### Problems to solve
**a.** Retype the stretch of the bladder cancer abstract from "Methods: This study" through "a moderate-risk threshold.".
**b.** According to the bladder cancer abstract, which model achieved the highest predictive performance?
**c.** Using the bladder cancer abstract, state whether each statement agrees with it. Answer yes or no and quote the words that decide it. (i) LASSO regression was used to identify key features. (ii) The random forest model reached an AUC of 0.92 in testing. (iii) The study analyzed patients prospectively.

### Supplied passage

¹Department of Urology, The First Affiliated Hospital of Kunming Medical University, Kunming, Yunnan, China
²Department of Urology, The Third Affiliated Hospital of Wenzhou Medical University, Wenzhou, Zhejiang, China
³Department of Pathology, The Second Affiliated Hospital of Kunming Medical University, Kunming, Yunnan, China
⁴Department of Emergency Medicine, Kunming Third People’s Hospital, Kunming, Yunnan, China

Purpose: Radical cystectomy (RC) is the standard treatment for muscle-invasive and select high-risk non–muscle-invasive bladder cancer. Despite definitive surgery, recurrence and progression remain major clinical concerns. Adjuvant chemotherapy and immunotherapy may improve outcomes, but therapeutic response varies due to tumor heterogeneity. Robust predictive models are needed to guide individualized treatment strategies.

Methods: This study retrospectively analyzed bladder cancer patients undergoing RC. Data included tumor morphology (e.g., vascular and perineural invasion), demographic variables (e.g., age, sex), and molecular markers (e.g., PD-L1, HER2, GATA3). LASSO regression identified key features, followed by model development using nine machine learning algorithms, including XGBoost and LightGBM. Model performance was assessed via area under the ROC curve (AUC), and Shapley Additive Explanations (SHAP) were used for model interpretability.

Results: The random forest model achieved the highest predictive performance (AUC = 0.92 in training; 0.74 in testing). SHAP analysis identified vascular invasion, perineural invasion, and PD-L1/HER2 expression as major contributors. Decision curve analysis showed favorable net benefit within a moderate-risk threshold.

Conclusions: A machine learning model integrating pathological, demographic, and molecular features demonstrates promising potential to predict response to adjuvant therapy post-RC in bladder cancer. Decreased performance in the external test cohort highlights the need for further validation. Prospective studies incorporating multi-center and longitudinal data are warranted to enhance model generalizability and clinical applicability.

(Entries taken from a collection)
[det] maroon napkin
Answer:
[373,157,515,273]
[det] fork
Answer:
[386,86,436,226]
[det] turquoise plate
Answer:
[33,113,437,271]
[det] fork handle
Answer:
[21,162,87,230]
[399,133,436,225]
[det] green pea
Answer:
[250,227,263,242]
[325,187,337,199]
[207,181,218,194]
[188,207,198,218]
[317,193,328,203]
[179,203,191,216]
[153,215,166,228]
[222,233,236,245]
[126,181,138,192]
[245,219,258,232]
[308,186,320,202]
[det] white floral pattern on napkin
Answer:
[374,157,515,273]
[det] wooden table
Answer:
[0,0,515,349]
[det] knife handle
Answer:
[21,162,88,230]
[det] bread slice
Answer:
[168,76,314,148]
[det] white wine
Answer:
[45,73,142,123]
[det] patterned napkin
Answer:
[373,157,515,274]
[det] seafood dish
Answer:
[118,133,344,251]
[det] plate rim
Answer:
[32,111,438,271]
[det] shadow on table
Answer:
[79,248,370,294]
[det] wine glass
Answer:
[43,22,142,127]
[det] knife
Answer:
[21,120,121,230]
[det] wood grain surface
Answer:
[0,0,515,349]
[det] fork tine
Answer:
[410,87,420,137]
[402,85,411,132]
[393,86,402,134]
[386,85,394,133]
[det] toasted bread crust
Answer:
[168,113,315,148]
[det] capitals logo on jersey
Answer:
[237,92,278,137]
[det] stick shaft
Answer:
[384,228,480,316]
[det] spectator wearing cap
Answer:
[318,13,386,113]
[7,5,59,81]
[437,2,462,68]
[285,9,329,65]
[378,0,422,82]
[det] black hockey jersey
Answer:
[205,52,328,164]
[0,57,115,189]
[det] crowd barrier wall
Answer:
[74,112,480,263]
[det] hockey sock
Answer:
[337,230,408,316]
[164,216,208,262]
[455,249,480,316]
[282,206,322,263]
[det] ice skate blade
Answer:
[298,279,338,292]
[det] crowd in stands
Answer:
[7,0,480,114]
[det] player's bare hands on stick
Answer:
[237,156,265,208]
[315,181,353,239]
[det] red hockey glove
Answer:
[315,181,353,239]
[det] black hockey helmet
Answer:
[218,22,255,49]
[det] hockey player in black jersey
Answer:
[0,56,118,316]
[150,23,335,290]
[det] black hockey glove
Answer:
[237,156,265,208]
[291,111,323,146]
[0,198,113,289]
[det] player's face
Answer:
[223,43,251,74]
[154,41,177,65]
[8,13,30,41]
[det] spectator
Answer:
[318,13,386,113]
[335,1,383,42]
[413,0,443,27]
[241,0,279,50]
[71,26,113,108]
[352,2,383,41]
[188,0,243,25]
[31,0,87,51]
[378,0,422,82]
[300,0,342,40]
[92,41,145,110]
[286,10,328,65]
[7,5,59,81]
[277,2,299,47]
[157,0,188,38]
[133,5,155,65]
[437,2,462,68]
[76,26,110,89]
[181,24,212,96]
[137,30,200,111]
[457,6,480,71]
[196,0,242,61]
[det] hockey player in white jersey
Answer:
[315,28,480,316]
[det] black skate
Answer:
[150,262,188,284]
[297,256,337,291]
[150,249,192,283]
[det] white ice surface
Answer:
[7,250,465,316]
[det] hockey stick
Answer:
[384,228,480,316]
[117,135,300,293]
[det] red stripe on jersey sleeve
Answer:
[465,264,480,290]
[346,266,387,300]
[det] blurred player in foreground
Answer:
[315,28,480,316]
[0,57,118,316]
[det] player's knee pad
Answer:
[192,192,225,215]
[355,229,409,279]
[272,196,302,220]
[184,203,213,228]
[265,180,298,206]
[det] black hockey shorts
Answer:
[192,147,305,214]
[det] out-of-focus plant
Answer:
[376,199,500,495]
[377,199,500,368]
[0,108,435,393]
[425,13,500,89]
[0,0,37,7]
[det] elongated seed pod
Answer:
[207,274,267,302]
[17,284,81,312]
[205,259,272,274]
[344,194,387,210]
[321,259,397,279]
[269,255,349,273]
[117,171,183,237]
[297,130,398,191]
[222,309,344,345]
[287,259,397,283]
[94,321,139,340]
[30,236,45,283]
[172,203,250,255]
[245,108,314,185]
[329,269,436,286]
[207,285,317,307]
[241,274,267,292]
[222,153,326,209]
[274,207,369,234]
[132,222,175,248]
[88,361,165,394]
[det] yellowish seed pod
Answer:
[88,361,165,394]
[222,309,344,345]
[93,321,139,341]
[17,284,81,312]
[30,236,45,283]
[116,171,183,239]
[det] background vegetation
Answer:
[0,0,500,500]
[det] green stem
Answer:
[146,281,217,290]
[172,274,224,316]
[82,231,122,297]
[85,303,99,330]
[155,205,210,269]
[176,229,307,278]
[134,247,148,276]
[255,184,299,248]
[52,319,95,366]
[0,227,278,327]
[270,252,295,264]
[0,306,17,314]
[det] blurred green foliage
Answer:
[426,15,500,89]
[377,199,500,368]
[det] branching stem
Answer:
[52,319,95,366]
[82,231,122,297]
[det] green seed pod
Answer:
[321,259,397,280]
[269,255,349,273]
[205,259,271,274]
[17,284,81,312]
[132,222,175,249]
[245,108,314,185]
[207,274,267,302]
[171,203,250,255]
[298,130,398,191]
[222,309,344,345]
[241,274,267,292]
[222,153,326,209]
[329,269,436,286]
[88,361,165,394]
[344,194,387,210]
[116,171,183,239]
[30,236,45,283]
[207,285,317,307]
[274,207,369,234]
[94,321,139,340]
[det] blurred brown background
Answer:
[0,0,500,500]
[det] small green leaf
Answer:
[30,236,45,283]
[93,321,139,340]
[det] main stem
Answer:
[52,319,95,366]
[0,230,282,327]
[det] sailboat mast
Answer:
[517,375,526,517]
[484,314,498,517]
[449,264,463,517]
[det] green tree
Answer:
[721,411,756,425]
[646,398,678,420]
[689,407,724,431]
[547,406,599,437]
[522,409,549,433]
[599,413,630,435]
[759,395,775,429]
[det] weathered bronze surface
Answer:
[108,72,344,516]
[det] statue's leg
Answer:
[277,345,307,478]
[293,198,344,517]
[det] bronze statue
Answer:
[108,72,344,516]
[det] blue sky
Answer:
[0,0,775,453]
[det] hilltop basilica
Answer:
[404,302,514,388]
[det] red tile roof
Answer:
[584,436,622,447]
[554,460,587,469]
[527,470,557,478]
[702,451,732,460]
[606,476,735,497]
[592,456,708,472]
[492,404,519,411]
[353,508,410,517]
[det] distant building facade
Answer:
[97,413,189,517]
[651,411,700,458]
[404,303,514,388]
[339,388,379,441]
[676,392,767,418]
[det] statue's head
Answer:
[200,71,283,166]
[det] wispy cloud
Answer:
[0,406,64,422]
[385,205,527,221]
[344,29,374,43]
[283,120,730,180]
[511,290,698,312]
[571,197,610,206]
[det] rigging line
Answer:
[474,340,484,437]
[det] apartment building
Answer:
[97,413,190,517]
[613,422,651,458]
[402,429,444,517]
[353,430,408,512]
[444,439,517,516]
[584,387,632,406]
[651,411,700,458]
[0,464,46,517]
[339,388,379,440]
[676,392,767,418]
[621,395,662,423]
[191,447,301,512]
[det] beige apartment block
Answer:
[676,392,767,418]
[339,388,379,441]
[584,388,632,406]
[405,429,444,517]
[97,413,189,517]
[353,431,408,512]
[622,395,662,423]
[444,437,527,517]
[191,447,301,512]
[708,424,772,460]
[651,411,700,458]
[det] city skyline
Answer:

### Task solutions
**a.**
Methods: This study retrospectively analyzed bladder cancer patients undergoing RC. Data included tumor morphology (e.g., vascular and perineural invasion), demographic variables (e.g., age, sex), and molecular markers (e.g., PD-L1, HER2, GATA3). LASSO regression identified key features, followed by model development using nine machine learning algorithms, including XGBoost and LightGBM. Model performance was assessed via area under the ROC curve (AUC), and Shapley Additive Explanations (SHAP) were used for model interpretability.

Results: The random forest model achieved the highest predictive performance (AUC = 0.92 in training; 0.74 in testing). SHAP analysis identified vascular invasion, perineural invasion, and PD-L1/HER2 expression as major contributors. Decision curve analysis showed favorable net benefit within a moderate-risk threshold.

**b.** The random forest model.

**c.**
(i) Yes: "LASSO regression identified key features"
(ii) No: "AUC = 0.92 in training; 0.74 in testing"
(iii) No: "This study retrospectively analyzed bladder cancer patients undergoing RC."